> ACTIVITY
Extract the passage of the text on AI in media management from "Media agencies are" up to and including "going to happen.", keeping every word the same.

> SUPPLIED TEXT
What does this all mean for media agencies, ad tech, and brand marketers? For a media agency, it requires no less than transforming into a technology company to provide proprietary AI-driven media management platforms. If they don’t, then media management AI platforms of the near future will relegate them to smaller service organizations with very little differentiation and low margins. They will provide ancillary services to a core technology platform in a similar fashion to firms that help manage Salesforce CRM systems or Oracle supply chain solutions.

For brand marketers, AI applied to media management will greatly improve the efficacy of their media investment as the AI platforms get stronger and stronger. Brands will either rely on the newly transformed media agencies to manage their AI platform of choice or will staff to manage it themselves.

Decisions around which AI platform to choose will be made in a similar fashion to any other cloud-based enterprise software solution. The conversation will shift from “who is my team?” to “what platform do you have and who is managing it?” Media agencies with AI platforms may even give them names, such as Alexa or Siri, and will focus on how their AI implementation is unique, better, and proven.

For media agencies, this moment in time represents unprecedented business opportunity. Over the past twenty years, competition and pressure on compensation have only increased, no matter the scale. The linear relationship between revenue and the need for people has been inescapable. By transforming into an AI-driven technology platform, media agencies effectively unlock a far more scalable and profitable business model.

Media agencies are also in far better position to develop these platforms than standalone ad tech companies. Fusing situation awareness data into simulated human behavior requires a deep understanding of how media decisions are made across a wide breadth of brand business situations. Building a generic model and simply letting it learn from its mistakes through machine learning is never going to happen.

(Data items)
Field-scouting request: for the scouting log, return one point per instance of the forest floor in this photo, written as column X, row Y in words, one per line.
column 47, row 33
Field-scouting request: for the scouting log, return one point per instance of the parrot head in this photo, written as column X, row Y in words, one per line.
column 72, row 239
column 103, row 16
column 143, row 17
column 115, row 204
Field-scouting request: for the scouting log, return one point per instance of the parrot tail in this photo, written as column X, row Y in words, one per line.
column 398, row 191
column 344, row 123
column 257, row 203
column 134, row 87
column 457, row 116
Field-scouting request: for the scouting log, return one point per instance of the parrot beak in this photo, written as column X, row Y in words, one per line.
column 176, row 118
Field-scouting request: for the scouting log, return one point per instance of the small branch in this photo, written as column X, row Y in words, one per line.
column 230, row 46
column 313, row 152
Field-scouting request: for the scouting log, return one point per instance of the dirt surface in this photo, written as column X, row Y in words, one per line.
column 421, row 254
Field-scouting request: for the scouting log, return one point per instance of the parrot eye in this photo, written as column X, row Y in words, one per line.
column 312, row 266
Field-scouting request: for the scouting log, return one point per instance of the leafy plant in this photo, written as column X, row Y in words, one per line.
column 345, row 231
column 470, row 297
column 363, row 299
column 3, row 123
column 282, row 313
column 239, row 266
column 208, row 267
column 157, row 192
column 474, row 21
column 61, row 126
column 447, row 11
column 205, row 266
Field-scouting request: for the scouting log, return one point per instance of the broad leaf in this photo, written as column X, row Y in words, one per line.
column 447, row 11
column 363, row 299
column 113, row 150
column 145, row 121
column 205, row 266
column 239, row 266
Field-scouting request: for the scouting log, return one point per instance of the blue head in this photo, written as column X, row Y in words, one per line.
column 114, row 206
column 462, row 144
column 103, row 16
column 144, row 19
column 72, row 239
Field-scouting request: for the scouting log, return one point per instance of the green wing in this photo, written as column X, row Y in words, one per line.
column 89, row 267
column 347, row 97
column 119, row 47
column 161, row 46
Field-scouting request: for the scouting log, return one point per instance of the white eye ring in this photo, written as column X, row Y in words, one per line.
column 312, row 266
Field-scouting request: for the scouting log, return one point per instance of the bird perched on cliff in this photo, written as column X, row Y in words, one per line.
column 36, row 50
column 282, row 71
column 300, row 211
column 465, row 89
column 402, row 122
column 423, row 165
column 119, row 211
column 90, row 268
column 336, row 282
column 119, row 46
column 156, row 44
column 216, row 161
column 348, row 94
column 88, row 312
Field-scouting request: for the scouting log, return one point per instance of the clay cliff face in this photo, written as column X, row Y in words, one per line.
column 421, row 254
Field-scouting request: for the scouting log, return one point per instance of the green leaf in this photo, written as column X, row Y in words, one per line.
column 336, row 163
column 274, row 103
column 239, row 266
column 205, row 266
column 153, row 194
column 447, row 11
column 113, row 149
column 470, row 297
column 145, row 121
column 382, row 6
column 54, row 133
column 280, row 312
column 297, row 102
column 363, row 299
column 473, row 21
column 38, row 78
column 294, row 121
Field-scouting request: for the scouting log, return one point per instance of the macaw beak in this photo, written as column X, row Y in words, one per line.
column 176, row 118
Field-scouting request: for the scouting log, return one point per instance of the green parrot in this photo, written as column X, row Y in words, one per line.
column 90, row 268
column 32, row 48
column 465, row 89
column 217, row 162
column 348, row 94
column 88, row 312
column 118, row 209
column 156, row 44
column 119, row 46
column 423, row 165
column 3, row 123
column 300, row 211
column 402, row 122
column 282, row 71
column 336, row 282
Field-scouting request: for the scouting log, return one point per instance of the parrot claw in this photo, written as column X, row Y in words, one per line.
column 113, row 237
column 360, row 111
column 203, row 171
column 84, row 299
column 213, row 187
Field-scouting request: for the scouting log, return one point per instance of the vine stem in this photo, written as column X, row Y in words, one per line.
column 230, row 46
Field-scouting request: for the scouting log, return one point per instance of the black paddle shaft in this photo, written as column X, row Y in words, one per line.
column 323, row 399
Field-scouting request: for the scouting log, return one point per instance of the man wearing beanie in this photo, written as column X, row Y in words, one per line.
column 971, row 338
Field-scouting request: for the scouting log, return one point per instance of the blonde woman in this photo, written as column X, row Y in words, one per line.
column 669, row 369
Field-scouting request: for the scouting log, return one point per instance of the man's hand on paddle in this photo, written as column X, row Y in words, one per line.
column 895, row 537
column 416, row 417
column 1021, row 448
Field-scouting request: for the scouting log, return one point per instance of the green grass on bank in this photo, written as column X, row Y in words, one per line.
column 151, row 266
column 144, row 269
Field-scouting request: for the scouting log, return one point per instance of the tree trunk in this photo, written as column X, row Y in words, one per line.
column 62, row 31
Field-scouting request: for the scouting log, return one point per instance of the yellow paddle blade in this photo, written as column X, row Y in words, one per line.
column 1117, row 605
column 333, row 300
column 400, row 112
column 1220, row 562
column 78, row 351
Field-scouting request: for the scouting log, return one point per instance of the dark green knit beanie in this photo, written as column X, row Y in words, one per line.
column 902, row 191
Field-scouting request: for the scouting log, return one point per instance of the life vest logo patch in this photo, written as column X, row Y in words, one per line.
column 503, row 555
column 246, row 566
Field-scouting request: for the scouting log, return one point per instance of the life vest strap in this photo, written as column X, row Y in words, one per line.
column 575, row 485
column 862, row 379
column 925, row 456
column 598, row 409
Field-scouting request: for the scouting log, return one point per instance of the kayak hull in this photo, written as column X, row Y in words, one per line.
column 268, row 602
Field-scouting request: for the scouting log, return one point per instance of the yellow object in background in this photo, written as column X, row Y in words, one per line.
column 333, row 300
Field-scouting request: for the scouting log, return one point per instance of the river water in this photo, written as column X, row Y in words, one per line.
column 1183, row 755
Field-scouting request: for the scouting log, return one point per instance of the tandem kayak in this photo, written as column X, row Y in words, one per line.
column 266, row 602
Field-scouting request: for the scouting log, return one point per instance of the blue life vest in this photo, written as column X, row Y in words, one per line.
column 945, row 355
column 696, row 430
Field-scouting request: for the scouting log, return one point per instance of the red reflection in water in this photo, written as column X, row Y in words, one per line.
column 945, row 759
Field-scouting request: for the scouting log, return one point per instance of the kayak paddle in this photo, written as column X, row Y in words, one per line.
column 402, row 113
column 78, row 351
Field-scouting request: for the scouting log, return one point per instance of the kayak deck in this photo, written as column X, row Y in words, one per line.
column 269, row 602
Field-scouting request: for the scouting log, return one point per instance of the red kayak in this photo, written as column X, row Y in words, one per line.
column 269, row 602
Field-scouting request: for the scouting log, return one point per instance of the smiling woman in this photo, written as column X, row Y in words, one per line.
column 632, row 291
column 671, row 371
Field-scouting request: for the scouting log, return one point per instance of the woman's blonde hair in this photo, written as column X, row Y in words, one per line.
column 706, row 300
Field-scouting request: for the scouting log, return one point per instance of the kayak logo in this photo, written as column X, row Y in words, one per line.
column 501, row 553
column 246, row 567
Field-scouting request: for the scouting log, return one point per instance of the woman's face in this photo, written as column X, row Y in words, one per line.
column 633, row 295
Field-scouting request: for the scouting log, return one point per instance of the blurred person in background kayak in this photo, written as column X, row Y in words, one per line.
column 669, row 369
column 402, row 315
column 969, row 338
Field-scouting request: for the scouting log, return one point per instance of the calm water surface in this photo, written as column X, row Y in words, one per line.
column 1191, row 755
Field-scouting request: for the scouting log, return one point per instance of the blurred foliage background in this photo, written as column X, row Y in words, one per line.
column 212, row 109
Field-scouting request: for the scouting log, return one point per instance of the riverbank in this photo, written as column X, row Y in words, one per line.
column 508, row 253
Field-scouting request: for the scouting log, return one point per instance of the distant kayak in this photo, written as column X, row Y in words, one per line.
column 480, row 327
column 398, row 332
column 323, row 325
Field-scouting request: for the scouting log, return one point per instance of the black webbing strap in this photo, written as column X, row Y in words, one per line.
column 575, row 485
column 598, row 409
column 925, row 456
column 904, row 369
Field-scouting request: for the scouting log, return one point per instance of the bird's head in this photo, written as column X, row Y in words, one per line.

> REPLY
Media agencies are also in far better position to develop these platforms than standalone ad tech companies. Fusing situation awareness data into simulated human behavior requires a deep understanding of how media decisions are made across a wide breadth of brand business situations. Building a generic model and simply letting it learn from its mistakes through machine learning is never going to happen.